= Testo fornito =
▽

La più grande “sfortuna” di
Sebastiano del Piombo (Venezia, 1485 – Roma, 1547) è quella di aver vissuto in un’epoca e di aver operato in città dominate dai mostri sacri (già allora indiscussi) dell’arte. A Venezia, con artisti del calibro di
Giovanni Bellini,
Giorgione e
Tiziano; poi a Roma, con altre due teste di serie come
Michelangelo e
Raffaello. Ma il più grande merito, unanimemente riconosciuto all’artista veneto, è quello di aver definitivamente introdotto la tecnica della pittura a olio nel panorama romano, specie nelle sue sperimentazioni sui supporti, che lo condusse ad adottarla addirittura sulle pareti. Insieme a un altro merito: esser riuscito a fondere la formazione con il
Giambellino prima e con Giorgione poi alle reminiscenze fiamminghe e alle influenze di quei protagonisti indiscussi dell’arte a Roma nel Cinquecento.
La mostra, che riunisce le principali opere conservate nei più prestigiosi musei internazionali, rinsalda la già diffusa convinzione che Sebastiano (Luciani alla nascita) sia uno dei principali attori del Cinquecento, anche alla luce dei recenti studi critici, che gli hanno definitivamente assegnato opere a lungo attribuite a Raffaello (in fondo, una ulteriore conferma di quanto Sebastiano avesse assimilato e fatte proprie alcune espressioni artistiche).
Com’è noto, è conosciuto come Sebastiano del Piombo a seguito dell’incarico di piombatore pontificio, che implicava l’entrata nell’ordine del clero minore, ma che ebbe la rovinosa conseguenza di aver rallentato, se non addirittura fatto cessare del tutto la sua attività di artista.
Quanto ai lavori in mostra, nel
San Crisostomo e Santi, per la prima volta il santo principale non è rivolto ai fedeli, bensì assorto nella lettura degli antichi testi, e gli astanti (un gruppo di tre donne a destra e tre santi a sinistra) sono percorsi da una certa vivacità, che conferisce loro disinvolte posture.

△

= Dati grezzi =
▽

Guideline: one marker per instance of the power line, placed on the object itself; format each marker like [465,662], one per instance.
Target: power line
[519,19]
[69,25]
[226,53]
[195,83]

△

= Esercizio 1 =
Stabilisca se le affermazioni (a), (b) e (c) concordano con il testo su Sebastiano del Piombo, rispondendo sì o no e citando alla lettera le parole del testo che lo determinano. (a) Sebastiano introdusse la pittura a olio nel panorama romano, giungendo ad adottarla anche sulle pareti. (b) L'incarico di piombatore pontificio diede nuovo impulso alla sua attività di artista. (c) Nel San Crisostomo e Santi il santo principale è rivolto ai fedeli.
= Esercizio 2 =
Trascriva fedelmente il passo del testo su Sebastiano del Piombo compreso tra le parole "La mostra, che" e "alcune espressioni artistiche).", estremi inclusi.
Le righe riportate non sono necessarie per lo svolgimento.

= Risultato finale 1 =
(a) Sì: «aver definitivamente introdotto la tecnica della pittura a olio nel panorama romano, specie nelle sue sperimentazioni sui supporti, che lo condusse ad adottarla addirittura sulle pareti».
(b) No: «ebbe la rovinosa conseguenza di aver rallentato, se non addirittura fatto cessare del tutto la sua attività di artista».
(c) No: «il santo principale non è rivolto ai fedeli, bensì assorto nella lettura degli antichi testi».

= Risultato finale 2 =
La mostra, che riunisce le principali opere conservate nei più prestigiosi musei internazionali, rinsalda la già diffusa convinzione che Sebastiano (Luciani alla nascita) sia uno dei principali attori del Cinquecento, anche alla luce dei recenti studi critici, che gli hanno definitivamente assegnato opere a lungo attribuite a Raffaello (in fondo, una ulteriore conferma di quanto Sebastiano avesse assimilato e fatte proprie alcune espressioni artistiche).